Return all of the items below verbatim, excluding the pictures.
** Start of Records to process **
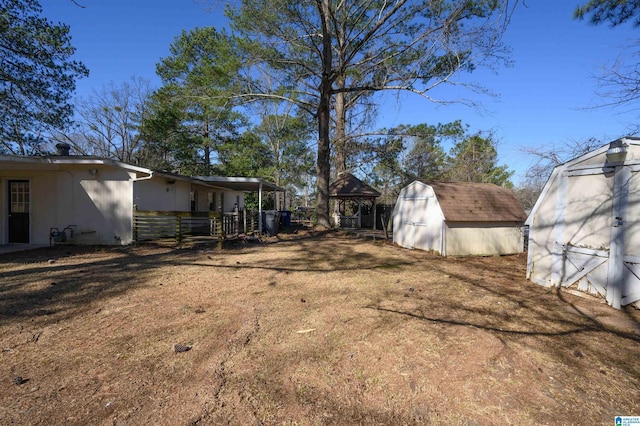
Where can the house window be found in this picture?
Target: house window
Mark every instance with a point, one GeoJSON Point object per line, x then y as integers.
{"type": "Point", "coordinates": [194, 200]}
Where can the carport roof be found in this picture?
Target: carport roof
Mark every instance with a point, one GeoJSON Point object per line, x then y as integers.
{"type": "Point", "coordinates": [234, 183]}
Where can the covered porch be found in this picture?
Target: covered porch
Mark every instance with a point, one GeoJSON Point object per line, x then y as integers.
{"type": "Point", "coordinates": [354, 203]}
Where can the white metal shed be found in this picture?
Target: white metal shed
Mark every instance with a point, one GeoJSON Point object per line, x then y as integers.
{"type": "Point", "coordinates": [458, 219]}
{"type": "Point", "coordinates": [585, 226]}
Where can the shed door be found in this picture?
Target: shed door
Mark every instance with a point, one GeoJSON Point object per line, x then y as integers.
{"type": "Point", "coordinates": [19, 201]}
{"type": "Point", "coordinates": [415, 226]}
{"type": "Point", "coordinates": [596, 234]}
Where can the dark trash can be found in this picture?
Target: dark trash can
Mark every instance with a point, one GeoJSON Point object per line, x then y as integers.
{"type": "Point", "coordinates": [285, 218]}
{"type": "Point", "coordinates": [270, 222]}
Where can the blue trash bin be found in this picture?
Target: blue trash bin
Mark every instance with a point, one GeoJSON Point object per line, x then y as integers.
{"type": "Point", "coordinates": [285, 218]}
{"type": "Point", "coordinates": [270, 222]}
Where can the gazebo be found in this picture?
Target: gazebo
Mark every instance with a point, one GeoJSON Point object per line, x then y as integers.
{"type": "Point", "coordinates": [355, 202]}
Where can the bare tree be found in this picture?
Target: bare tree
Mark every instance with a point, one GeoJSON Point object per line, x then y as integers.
{"type": "Point", "coordinates": [108, 121]}
{"type": "Point", "coordinates": [324, 48]}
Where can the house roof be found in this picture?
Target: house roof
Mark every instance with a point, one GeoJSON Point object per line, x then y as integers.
{"type": "Point", "coordinates": [240, 183]}
{"type": "Point", "coordinates": [349, 186]}
{"type": "Point", "coordinates": [477, 202]}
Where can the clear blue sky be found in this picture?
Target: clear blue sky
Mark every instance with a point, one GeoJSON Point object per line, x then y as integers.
{"type": "Point", "coordinates": [545, 98]}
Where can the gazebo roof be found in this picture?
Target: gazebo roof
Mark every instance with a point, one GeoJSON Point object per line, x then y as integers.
{"type": "Point", "coordinates": [349, 186]}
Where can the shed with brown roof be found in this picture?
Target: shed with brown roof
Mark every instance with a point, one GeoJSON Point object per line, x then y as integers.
{"type": "Point", "coordinates": [459, 219]}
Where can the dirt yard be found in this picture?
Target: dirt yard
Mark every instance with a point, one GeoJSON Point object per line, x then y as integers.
{"type": "Point", "coordinates": [303, 330]}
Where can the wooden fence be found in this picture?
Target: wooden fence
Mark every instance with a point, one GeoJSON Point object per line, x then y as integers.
{"type": "Point", "coordinates": [153, 225]}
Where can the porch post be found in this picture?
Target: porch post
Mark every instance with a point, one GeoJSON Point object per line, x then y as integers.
{"type": "Point", "coordinates": [375, 216]}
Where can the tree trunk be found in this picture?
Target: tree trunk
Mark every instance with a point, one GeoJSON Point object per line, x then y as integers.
{"type": "Point", "coordinates": [340, 142]}
{"type": "Point", "coordinates": [323, 167]}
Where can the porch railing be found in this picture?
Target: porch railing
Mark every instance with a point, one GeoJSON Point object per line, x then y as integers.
{"type": "Point", "coordinates": [151, 225]}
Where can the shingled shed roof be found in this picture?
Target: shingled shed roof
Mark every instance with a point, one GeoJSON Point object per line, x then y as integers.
{"type": "Point", "coordinates": [349, 186]}
{"type": "Point", "coordinates": [477, 202]}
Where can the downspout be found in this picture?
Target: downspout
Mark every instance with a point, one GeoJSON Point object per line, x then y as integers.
{"type": "Point", "coordinates": [260, 208]}
{"type": "Point", "coordinates": [136, 179]}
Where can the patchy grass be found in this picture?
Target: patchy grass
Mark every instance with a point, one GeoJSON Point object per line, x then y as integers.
{"type": "Point", "coordinates": [305, 330]}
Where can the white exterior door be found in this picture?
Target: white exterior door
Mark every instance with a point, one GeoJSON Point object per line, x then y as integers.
{"type": "Point", "coordinates": [596, 232]}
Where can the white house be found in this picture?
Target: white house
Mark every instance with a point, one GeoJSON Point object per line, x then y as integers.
{"type": "Point", "coordinates": [92, 200]}
{"type": "Point", "coordinates": [458, 219]}
{"type": "Point", "coordinates": [585, 226]}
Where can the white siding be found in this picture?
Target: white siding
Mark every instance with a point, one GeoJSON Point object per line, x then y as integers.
{"type": "Point", "coordinates": [417, 219]}
{"type": "Point", "coordinates": [585, 227]}
{"type": "Point", "coordinates": [159, 195]}
{"type": "Point", "coordinates": [483, 239]}
{"type": "Point", "coordinates": [98, 206]}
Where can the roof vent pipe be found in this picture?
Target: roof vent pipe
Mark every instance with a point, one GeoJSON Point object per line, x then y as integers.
{"type": "Point", "coordinates": [63, 148]}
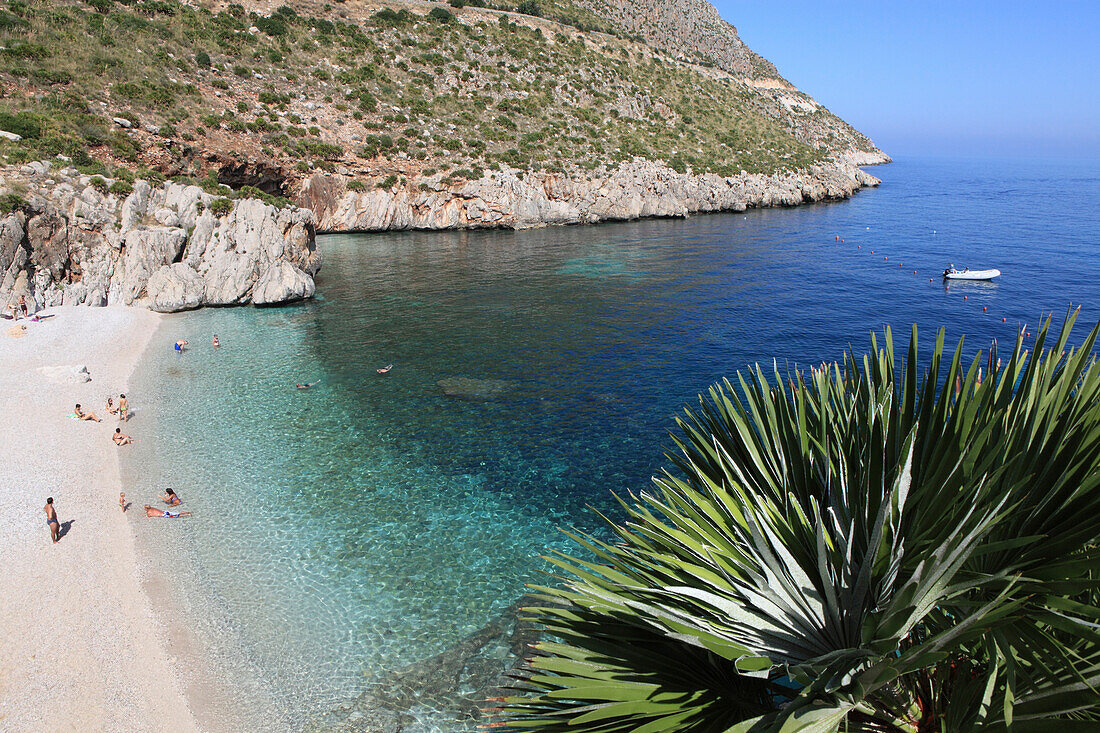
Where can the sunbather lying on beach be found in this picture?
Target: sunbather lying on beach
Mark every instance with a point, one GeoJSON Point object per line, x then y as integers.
{"type": "Point", "coordinates": [164, 514]}
{"type": "Point", "coordinates": [85, 416]}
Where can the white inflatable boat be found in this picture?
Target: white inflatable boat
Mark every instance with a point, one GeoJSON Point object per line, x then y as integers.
{"type": "Point", "coordinates": [966, 273]}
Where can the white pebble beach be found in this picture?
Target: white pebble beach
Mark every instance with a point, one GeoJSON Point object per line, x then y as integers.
{"type": "Point", "coordinates": [80, 648]}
** End of Records to process **
*Correct answer:*
Where can the house window be found in this picture?
Target: house window
Mark every instance with a point, one GeoJSON Point object per line, x then y as integers.
{"type": "Point", "coordinates": [194, 200]}
Where can the carport roof be found in this picture?
Target: carport roof
Mark every instance with a point, one GeoJSON Point object per line, x then y as integers.
{"type": "Point", "coordinates": [234, 183]}
Where can the covered porch be found in this picture?
Target: covered porch
Mark every instance with a point, one GeoJSON Point object per line, x then y as integers.
{"type": "Point", "coordinates": [354, 203]}
Where can the white metal shed be found in this picture?
Target: white metal shed
Mark every instance with a point, one GeoJSON Point object per line, x then y as integers.
{"type": "Point", "coordinates": [458, 219]}
{"type": "Point", "coordinates": [585, 226]}
Where can the shed door be found in this picture?
Target: shed door
Mark every instance with a point, one GeoJSON Point object per line, x then y as integers.
{"type": "Point", "coordinates": [19, 201]}
{"type": "Point", "coordinates": [415, 226]}
{"type": "Point", "coordinates": [596, 234]}
Where can the dark trash can be found in this picture?
Target: dark trash can
Mark every instance with a point, one GeoJSON Point object per line, x then y as integers.
{"type": "Point", "coordinates": [285, 218]}
{"type": "Point", "coordinates": [270, 222]}
Where can the blue trash bin be found in this picture?
Target: blue trash bin
Mark every instance with a point, one GeoJSON Point object per line, x then y as integers.
{"type": "Point", "coordinates": [285, 218]}
{"type": "Point", "coordinates": [270, 222]}
Where can the gazebo be found in this picture?
Target: gazebo
Mark every instance with a point, one GeoJSON Point object per line, x then y as integers.
{"type": "Point", "coordinates": [355, 202]}
Where can the bare tree be found in this picture?
Target: bare tree
Mark every instance with a point, one GeoJSON Point object per line, x then y as integers.
{"type": "Point", "coordinates": [108, 121]}
{"type": "Point", "coordinates": [324, 48]}
Where can the house roof be found in this picture?
Target: house roof
Mark every instance with a point, one GeoJSON Point object per line, x then y as integers.
{"type": "Point", "coordinates": [240, 183]}
{"type": "Point", "coordinates": [349, 186]}
{"type": "Point", "coordinates": [477, 202]}
Where can the clear blue sky be found in this picture?
Target: clear blue sky
Mark every instance with a point, one GeoJSON Point object per line, x then y as integers.
{"type": "Point", "coordinates": [545, 98]}
Where can the gazebo roof be found in this picture?
Target: gazebo roof
Mark every instance with a point, one GeoJSON Point object per line, x then y as integers.
{"type": "Point", "coordinates": [349, 186]}
Where can the shed with brown roof be found in this picture?
Target: shed with brown roof
Mark every instance with a point, one GeoJSON Point object per line, x then y as integers.
{"type": "Point", "coordinates": [459, 219]}
Where can the dirt yard be found in this picture?
Target: dirt yard
Mark every instance with a point, one GeoJSON Point object per line, x then y as integers.
{"type": "Point", "coordinates": [303, 330]}
Where can the wooden fence be found in this picture?
Target: wooden fence
Mark every instance with a point, one GeoJSON Point object per line, x then y as integers.
{"type": "Point", "coordinates": [153, 225]}
Where can the porch post be found in this picture?
Target: porch post
Mark every instance with a point, one GeoJSON Point object per line, x then y as integers.
{"type": "Point", "coordinates": [375, 216]}
Where can the tree trunk be found in this picture?
Target: tree trunk
Mark every instance with a point, one GeoJSON Point object per line, x then y as integers.
{"type": "Point", "coordinates": [340, 142]}
{"type": "Point", "coordinates": [323, 167]}
Where can the porch railing be found in this picture?
Target: porch railing
Mark every instance with a point, one GeoJSON Point object per line, x then y as integers.
{"type": "Point", "coordinates": [151, 225]}
Where can the shingled shed roof be found in this picture?
Target: shingled shed roof
Mark every instance with a point, one GeoJSON Point object per line, x then y as integers.
{"type": "Point", "coordinates": [349, 186]}
{"type": "Point", "coordinates": [477, 202]}
Where can the downspout be found in this picture?
Target: downspout
Mark every instance with a point, one GeoJSON Point object per line, x then y as integers.
{"type": "Point", "coordinates": [260, 208]}
{"type": "Point", "coordinates": [136, 179]}
Where can the patchy grass be found in this picture?
Target: patchy grass
Mark every instance with a point, one GeoJSON Point object per line, x then y as integers.
{"type": "Point", "coordinates": [305, 330]}
Where can the white exterior door be found in this picture?
Target: white exterior door
Mark every instance with a point, one GeoJSON Point object per line, x then y as integers.
{"type": "Point", "coordinates": [596, 232]}
Where can the white house be found in this picture?
Target: white house
Mark every instance with a point, one GeoJSON Point object per line, x then y as integers.
{"type": "Point", "coordinates": [92, 200]}
{"type": "Point", "coordinates": [458, 219]}
{"type": "Point", "coordinates": [585, 226]}
Where can the white siding be found in this picture?
Target: white siding
Mark every instance with a point, one GeoJSON Point object per line, x then y as integers.
{"type": "Point", "coordinates": [417, 219]}
{"type": "Point", "coordinates": [585, 227]}
{"type": "Point", "coordinates": [159, 195]}
{"type": "Point", "coordinates": [483, 239]}
{"type": "Point", "coordinates": [98, 206]}
Where can the roof vent pipe be found in this picture?
Target: roof vent pipe
Mark every instance with a point, one GeoJSON Point object per line, x then y as integers.
{"type": "Point", "coordinates": [63, 148]}
Where can the sunbather lying on beach be found in this picture?
Target: sunbather lying on beach
Mark every instance with a point, one GeoJSON Point object per line, x then y as integers.
{"type": "Point", "coordinates": [164, 514]}
{"type": "Point", "coordinates": [85, 416]}
Where can the white inflatable boat be found in this picture?
Target: white inflatable boat
Mark every instance with a point, one GeoJSON Point object per line, x then y as integers.
{"type": "Point", "coordinates": [966, 273]}
Where can the white pebble beach be found in this picture?
Target: white pebble beach
Mark every instance with a point, one GeoJSON Point object per line, x then y as integers.
{"type": "Point", "coordinates": [80, 648]}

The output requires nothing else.